■ **Texto**
★ ★ ★

Hablo, desde luego, de una noción de comunidad política que quizá no se ajusta a la caracterización habitual de la democracia. Se trata de una democracia inclusiva, plural, consociativa e igualitaria. Una democracia basada, a su vez, en una noción de ciudadanía abierta, diferenciada, integradora.
Una comunidad política así entendida exige, en mi opinión, plantear como reivindicaciones irrenunciables de toda política de inmigración que pretenda ser acorde con los principios de legitimidad democrática y de respeto a los derechos humanos, al menos las tres siguientes:
La condición de miembro de la comunidad política no puede ser un privilegio vedado a quienes no tuvieron el premio de nacer en el momento y lugar adecuados. El modelo de democracia inclusiva exige un cambio en las oportunidades de alcanzar esa membership. No sólo de llegar, de acceder sino de pertenecer. insisto. La primera reivindicación es el reconocimiento y satisfacción del derecho de acceso, de las vías que hacen posible el acceso a la condición de miembro de esa comunidad, de nuestras comunidades, y eso se ha de traducir en la adopción de un abanico de medidas que hagan posible ese reconocimiento y esa garantía. La clave de esta política, si quiere merecer el adjetivo no ya de integradora, sino de conforme a los principios de legitimidad que supone el respeto a los derechos, más incluso que el grado de reconocimiento de derechos (de huelga, de asociación, de reunión, étc) son las condiciones de acceso a la comunidad. Lo primero es cómo entrar, cómo llegar: Por lo tanto, las condiciones de entrada y permanencia, las condiciones de regularización y participación en la vida pública en términos de igualdad son condiciones sine quae non. Por esa razón, antes que los derechos políticos, el rasero para medir una política que de la talla es, por ejemplo, el procedimiento de obtención y el control de denegación de visado, la supeditación de la entrada al sistema de cupos y la utilización de los procesos de regularización. Lo es también el sistema de dependencia inexorable entre permiso de residencia y de trabajo que aherroja la ciudadanía en el trasnochado molde del trabajo formal.

★ ★ ★

■ **Trabajo por hacer**
(a) Vuelve a escribir, palabra por palabra, el trozo del texto sobre la política de inmigración que empieza en "Hablo, desde luego, de" y acaba en "abierta, diferenciada, integradora.".
(b) Sigue escribiendo el texto sobre la política de inmigración desde donde se queda.

Registros de una colección de datos:

★ ★ ★

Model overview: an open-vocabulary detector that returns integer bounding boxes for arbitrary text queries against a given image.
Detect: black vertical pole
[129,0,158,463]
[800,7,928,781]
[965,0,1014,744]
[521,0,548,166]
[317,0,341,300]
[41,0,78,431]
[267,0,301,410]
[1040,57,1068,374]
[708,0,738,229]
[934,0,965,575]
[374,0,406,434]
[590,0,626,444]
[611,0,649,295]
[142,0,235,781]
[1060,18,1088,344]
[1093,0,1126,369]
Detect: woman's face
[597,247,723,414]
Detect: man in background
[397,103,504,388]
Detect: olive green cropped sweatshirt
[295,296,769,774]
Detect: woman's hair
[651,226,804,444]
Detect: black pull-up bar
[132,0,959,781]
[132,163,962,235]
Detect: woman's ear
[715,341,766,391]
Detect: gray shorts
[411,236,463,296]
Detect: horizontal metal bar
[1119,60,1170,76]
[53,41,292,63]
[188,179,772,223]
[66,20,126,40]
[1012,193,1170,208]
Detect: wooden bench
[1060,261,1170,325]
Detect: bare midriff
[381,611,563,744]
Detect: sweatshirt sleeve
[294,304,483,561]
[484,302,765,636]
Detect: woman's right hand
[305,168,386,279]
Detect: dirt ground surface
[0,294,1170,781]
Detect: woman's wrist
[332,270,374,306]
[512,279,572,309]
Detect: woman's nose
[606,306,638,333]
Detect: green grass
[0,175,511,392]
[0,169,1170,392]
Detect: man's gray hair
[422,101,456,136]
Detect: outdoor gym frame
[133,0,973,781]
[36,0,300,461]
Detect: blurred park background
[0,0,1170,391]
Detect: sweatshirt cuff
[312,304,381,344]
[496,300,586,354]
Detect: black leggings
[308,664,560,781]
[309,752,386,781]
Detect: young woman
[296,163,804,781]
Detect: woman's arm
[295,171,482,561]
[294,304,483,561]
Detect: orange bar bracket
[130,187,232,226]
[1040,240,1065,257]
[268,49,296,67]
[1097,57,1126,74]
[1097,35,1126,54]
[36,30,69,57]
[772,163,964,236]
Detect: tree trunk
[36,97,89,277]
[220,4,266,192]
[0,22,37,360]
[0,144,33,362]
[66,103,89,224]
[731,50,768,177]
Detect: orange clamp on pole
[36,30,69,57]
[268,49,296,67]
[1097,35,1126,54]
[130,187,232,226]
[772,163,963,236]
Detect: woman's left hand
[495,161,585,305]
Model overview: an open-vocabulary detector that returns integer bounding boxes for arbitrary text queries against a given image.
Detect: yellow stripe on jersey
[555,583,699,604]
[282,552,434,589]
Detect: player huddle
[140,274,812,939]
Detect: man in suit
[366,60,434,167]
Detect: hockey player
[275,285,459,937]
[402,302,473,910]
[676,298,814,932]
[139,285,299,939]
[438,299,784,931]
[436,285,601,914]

★ ★ ★

■ **Respuestas**
(a)
Hablo, desde luego, de una noción de comunidad política que quizá no se ajusta a la caracterización habitual de la democracia. Se trata de una democracia inclusiva, plural, consociativa e igualitaria. Una democracia basada, a su vez, en una noción de ciudadanía abierta, diferenciada, integradora.

(b)
Pero una vez que se entra, es necesario adoptar medidas que impidan la existencia de un muro infranqueable para quien llega y quiere convertirse en miembro de esa comunidad. Entre las condiciones que responden a ese objetivo se encuentran, evidentemente, algunos de los medios de acceso a la integración social: vivienda, educación y trabajo. La responsabilidad básica aquí compete a la administración municipal y regional o autonómica, pero a esa responsabilidad debe dársele la contrapartida de medios y de competencias. Y quiero dejar claro que todavía no me refiero a la garantía de esos derechos. Hablo de problemas previos, como del modelo de alojamiento de los trabajadores inmigrantes. Los antropólogos saben muy bien la importancia de la organización del espacio. Saben muy bien y nos han explicado cómo hacer imposible lugares de reunión de los inmigrantes entre sí es aún más eficaz que dificultar su acceso a los espacios micropúblicos en condiciones que debieran ser evidentes en una sociedad que se dice pluralista. Hablo de las condiciones de trabajo y de la escasez de informes y actas (a fortiori de sanciones) practicadas por la inspección de trabajo. Hablo, claro está, de condiciones que exigen medidas presupuestarias y previsión al menos a medio plazo.
Y por fin, obviamente, el reconocimiento en condiciones de igualdad (nada de tolerancia) de los derechos. De los derechos personales, de las libertades públicas, de los derechos económicos, sociales y culturales, pero obviamente y sin zarandajas de utopías, de los derechos políticos. Desde luego, en el ámbito municipal y autonómico me parece inexcusable el reconocimiento de la titularidad de soberanía de la comunidad local, extendida a quien reside en esa comunidad. Y sin restricciones como las de contrarreforma que los somete increíblemente al sistema de reciprocidad. Pero hay que ir más allá de los Ayuntamientos y de las comunidades regionales o autonomías. Más allá incluso del Estado: lo que necesitamos, de verdad, es un estatuto que reconozca y garantice esos derechos en todo el espacio de la Unión Europea. Es necesario un estatuto jurídico de igualdad de derechos de los inmigrantes no comunitarios en la UE, que acoja los principios propuestos o, al menos, que acepte su discusión y no los excluya a priori como inconcebibles.
La interculturalidad no será más que una cáscara vacía hasta que los pueblos de Europa no tomen en serio la advertencia de Condorcet en el período 10° de su Esquisse, contra el colonialsimo y el paternalismo: "los pueblos aprenderán que no pueden convertirse en conquistadores sin perder su propia libertad". O, por remontarnos algo más, si no tratamos de evitar que pueda decirse de nosotros aquello que cuenta Montaigne al final de su Ensayo sobre los caníbales: Los salvajes en visita en Ruán, en tiempos de Carlos IX, se asombran de que hombres hechos y derechos sirvan a un niño y, como en su lengua se llama a los hombres "la mitad" los unos de los otros, expusieron que habían advertido que había entre nosotros personas llenas y hartas de toda clase de comodidades, mientras sus mitades mendigaban a sus puertas, demacrados por el hambre y la pobreza. Y les asombraba que esas mitades menesterosas tolerasen tal injusticia y no asiesen a los otros por el cuello y los quemaran en sus casas.
El reto de la extensión de la ciudadanía. De la visibilidad a la presencia, para conseguir la pertenencia y la participación. La ciudadanía para los inmigrantes.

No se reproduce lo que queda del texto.